Continue the select committee transcript below on military summary jurisdiction and court martial reviews, starting right after its final sentence.

━━━ Given passage ━━━

Examination of Witnesses (Questions 160-179)
2 FEBRUARY 2005
MR IVOR
CAPLIN MP, MRS
TERESA JONES
AND MR
HUMPHREY MORRISON
Q160 Mr Cran: It might be more important
in the future because of the reduction of the summary powers?
Mr Caplin: I do not think this
is going to happen, to be honest. If you want me to hunch here,
given where we are going and the whole approach, I think if you
were in command of a ship, an offence that was outside that maximum
sentence, you would take the view that has to go back to base
for further consideration. Of course, a Commanding Officer of
a ship, he is not there alone, he has access to all the modern
communications that he needs, the access point that Mike Hancock
was making just now about other people, he has access to talk
to people back in Portsmouth or Devonport or anywhere like that.
I think it is highly unlikely that we will be in that position.
Mr Morrison: We did conduct with
the Navy a very careful consideration of which of their offences
which at the moment can fall within a CO's jurisdiction they actually
use and it was mainly as a result of that study and discussions
with the other Service officers of course that resulted in this
small group of offences being added to the Army and Air Force.
The offences which we have taken away, which in the Navy's case
theoretically involve the most extraordinarily serious offences,
rape, grievous bodily harm and so on, it was established and agreed
by the Navy are never tried by COs and have not been tried by
COs in years. I think to a great extent, while not wishing to
say that we could guarantee that there will be no effect upon
courts martial, the harmonisation we have gone for in most cases
is the removal, as far as the Navy is concerned, of an entirely
theoretical summary jurisdiction and to try and indeed to obtain
an agreement with the other Services that they would have added
to their summary jurisdiction a small group of offences which
the Navy in a tried and tested way did actually use at summary
level, and that is the eight or so extra offences that have been
added or we are proposing should be added to the Army and the
Air Force.
Q161 Chairman: Minister, one of the proposals
is that the review procedures for court martial findings and sentences
will be abolished. Now, in the evidence session of 27 October
last year, we were told that in 2003 15 cases were changed by
the Army Reviewing Authority out of around 500 trials. Can you
tell us how many were changed in 2004? Maybe that is an unfair
question to ask and if you cannot answer it, maybe you would drop
us a note.[3]
Mr Caplin: I might be able to.
I have a lot of statistics here. I was avoiding the need to actually
use any of them because I know how select committees hate statistics
being bandied about, but that one I am not sure we have got. I
have got 83 pages of other statistics here, but not that one.
Q162 Chairman: Perhaps you could drop
us a note then.
Mr Caplin: We will, yes.
Q163 Chairman: So 15 cases out of 500
is not an insignificant number, 3%. How will you ensure that deserving
cases are not passed over following the abolition of this system?
Mr Caplin: Let me introduce this
and then Teresa might want to come in. Part of what I said in
response to Mr Roy's question earlier about the evidence given
by Brigadier Andrews on 27 October did relate to the review process
as well and if you take account of what the Joint Committee on
Human Rights was saying to us, I think it is important that we
are ahead of the game in terms of some of those processes. Maybe
I could ask Teresa to deal with some of the detail of that.

━━━ Material ━━━

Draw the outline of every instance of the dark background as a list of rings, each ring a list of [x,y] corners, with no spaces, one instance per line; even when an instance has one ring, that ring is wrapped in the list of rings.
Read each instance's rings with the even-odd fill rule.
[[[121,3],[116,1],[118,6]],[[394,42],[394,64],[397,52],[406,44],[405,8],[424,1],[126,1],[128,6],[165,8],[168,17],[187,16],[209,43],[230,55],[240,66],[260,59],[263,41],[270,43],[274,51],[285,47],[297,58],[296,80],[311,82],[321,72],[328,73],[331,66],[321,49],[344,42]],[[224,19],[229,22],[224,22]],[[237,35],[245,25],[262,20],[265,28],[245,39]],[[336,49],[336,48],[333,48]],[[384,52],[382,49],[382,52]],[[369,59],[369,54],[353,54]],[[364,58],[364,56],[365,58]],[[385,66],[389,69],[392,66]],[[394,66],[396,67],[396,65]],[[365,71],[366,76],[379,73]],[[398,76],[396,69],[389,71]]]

━━━

(Final result):
Mrs Jones: Perhaps I could just
add that the point about review is that it is non-judicial interference
in the determination of a judicial authority, namely the court
martial, but Service personnel who are convicted by a court martial
of course have a right of appeal to the Court Martial Appeal Court
in the same way that a civilian has a right of appeal to the Appeal
Court. We will also be introducing bail pending appeal, so the
Service personnel will be no worse off than their civilian counterparts
in being able to appeal against the findings and sentences to
the Court Martial Appeal Court. The other point about review is
that review is a determination, particularly in relation to the
sentence. The Reviewing Authority can change the sentence to one
that is no worse than the sentence that was awarded by the court
martial. Individuals may take a different view about what amounts
to a worse sentence, so, for example, is dismissal worse than
detention, or the other way round? We feel that the rights are
properly enshrined in appeal to proper courts, like the Court
Martial Appeal Court, than leaving it to a civilian reviewing
authority, albeit with legal advice.
Q164 Mr Crausby: Your updated memorandum
of 7 January of this year states that you have concluded that
the minimum qualification for the appointment as a judge advocate
should be increased to a minimum seven-year qualification. What
real effect will this change have? Will some of your current judge
advocates, for instance, have to step down as a result of that
increase in the minimum qualification?
Mr Caplin: We do not know the
answer to that. We will have to look into that. Why we are doing
it, if that is the other implication of your question, Mr Crausby,
is quite simple. This is about modernising the system of disciplinary
law and modernising this particular aspect of judge advocacy.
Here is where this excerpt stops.